▶ AUFGABEN:
1. Gib bitte den Text zur Verfassungsbeschwerde von „a) Die Verfassungsbeschwerde hat“ bis einschließlich „90, 22 ≪24 f.≫).“ noch einmal wieder und tausche dabei „grundsätzliche“ gegen „wesentliche“ aus.
2. Welche Voraussetzungen liegen laut dem Text zur Verfassungsbeschwerde nicht vor, sodass die Verfassungsbeschwerde nicht zur Entscheidung anzunehmen ist?

▶ VORLIEGENDER TEXT:
_____
Die Verfassungsbeschwerde ist nicht zur Entscheidung anzunehmen, weil die Voraussetzungen des § 93a Abs. 2 BVerfGG nicht vorliegen.

1. Das ergibt sich, soweit der Beschwerdeführer eine Verletzung des Art. 103 Abs. 1 GG geltend macht, schon daraus, daß die insoweit erhobene Rüge unzulässig ist. Der Beschwerdeführer führt mit keinem Wort aus, weshalb sein Anspruch auf rechtliches Gehör verletzt sein soll. Sein Vortrag genügt deshalb insoweit nicht den Mindestanforderungen, die nach § 23 Abs. 1 Satz 2 Halbsatz 1 und § 92 BVerfGG an die Begründung einer Verfassungsbeschwerde zu stellen sind.

2. Im übrigen sind die Annahmevoraussetzungen von der Sache her nicht erfüllt.

a) Die Verfassungsbeschwerde hat weder im Hinblick auf den geltend gemachten Verstoß gegen Art. 14 GG noch hinsichtlich der Rüge einer Verletzung von Art. 19 Abs. 4 Satz 1 GG grundsätzliche verfassungsrechtliche Bedeutung (vgl. näher zu diesem Erfordernis BVerfGE 90, 22 ≪24 f.≫).
_____
▶ BEREITGESTELLTE DATEN:
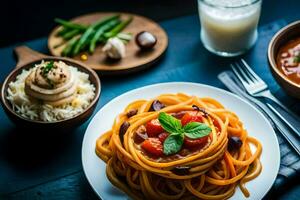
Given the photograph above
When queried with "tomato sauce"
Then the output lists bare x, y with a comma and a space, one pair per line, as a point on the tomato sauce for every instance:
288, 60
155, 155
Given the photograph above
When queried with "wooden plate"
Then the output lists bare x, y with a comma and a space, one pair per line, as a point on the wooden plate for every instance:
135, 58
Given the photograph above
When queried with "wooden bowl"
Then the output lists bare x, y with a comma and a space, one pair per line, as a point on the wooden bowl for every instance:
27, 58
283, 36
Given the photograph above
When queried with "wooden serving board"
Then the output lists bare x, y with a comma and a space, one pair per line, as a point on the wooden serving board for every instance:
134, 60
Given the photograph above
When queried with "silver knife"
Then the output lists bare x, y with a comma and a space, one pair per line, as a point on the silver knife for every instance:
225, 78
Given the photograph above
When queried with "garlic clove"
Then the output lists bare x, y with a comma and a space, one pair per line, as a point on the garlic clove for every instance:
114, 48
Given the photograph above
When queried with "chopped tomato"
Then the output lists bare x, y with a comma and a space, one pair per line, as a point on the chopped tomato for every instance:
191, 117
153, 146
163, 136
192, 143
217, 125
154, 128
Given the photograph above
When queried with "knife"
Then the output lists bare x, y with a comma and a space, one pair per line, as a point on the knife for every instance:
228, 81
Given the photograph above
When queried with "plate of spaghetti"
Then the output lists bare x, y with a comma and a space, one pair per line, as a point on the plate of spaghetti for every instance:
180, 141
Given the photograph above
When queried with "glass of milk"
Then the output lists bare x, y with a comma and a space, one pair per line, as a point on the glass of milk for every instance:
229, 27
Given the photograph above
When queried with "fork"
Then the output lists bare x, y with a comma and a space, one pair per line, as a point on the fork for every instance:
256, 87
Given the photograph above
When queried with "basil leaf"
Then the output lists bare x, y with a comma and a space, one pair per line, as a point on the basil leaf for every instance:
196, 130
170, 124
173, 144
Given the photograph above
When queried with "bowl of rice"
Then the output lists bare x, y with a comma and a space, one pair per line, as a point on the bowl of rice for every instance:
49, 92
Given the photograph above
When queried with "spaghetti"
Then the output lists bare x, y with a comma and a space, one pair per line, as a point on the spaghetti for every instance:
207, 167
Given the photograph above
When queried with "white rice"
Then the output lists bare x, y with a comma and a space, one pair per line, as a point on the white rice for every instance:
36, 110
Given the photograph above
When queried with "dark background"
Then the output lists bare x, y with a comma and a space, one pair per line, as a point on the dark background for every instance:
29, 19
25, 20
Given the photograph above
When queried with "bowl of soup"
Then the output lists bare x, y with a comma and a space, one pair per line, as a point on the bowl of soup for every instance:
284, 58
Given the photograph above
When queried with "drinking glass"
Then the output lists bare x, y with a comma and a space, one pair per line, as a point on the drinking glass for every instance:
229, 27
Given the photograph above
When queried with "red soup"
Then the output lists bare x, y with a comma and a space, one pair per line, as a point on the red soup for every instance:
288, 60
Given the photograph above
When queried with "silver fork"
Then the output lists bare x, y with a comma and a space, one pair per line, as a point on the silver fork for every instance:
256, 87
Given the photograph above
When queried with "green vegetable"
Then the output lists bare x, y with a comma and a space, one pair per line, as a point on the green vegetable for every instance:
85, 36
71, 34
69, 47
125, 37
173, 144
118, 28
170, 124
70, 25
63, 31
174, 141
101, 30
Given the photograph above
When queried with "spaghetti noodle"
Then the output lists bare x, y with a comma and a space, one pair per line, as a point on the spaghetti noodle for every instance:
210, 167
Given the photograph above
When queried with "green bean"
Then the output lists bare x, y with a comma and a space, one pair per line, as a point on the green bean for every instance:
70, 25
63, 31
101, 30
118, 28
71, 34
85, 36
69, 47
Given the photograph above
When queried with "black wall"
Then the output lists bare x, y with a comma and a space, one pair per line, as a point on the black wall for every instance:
_____
▶ LÖSUNGEN:
1.
a) Die Verfassungsbeschwerde hat weder im Hinblick auf den geltend gemachten Verstoß gegen Art. 14 GG noch hinsichtlich der Rüge einer Verletzung von Art. 19 Abs. 4 Satz 1 GG wesentliche verfassungsrechtliche Bedeutung (vgl. näher zu diesem Erfordernis BVerfGE 90, 22 ≪24 f.≫).

2. Die Voraussetzungen des § 93a Abs. 2 BVerfGG.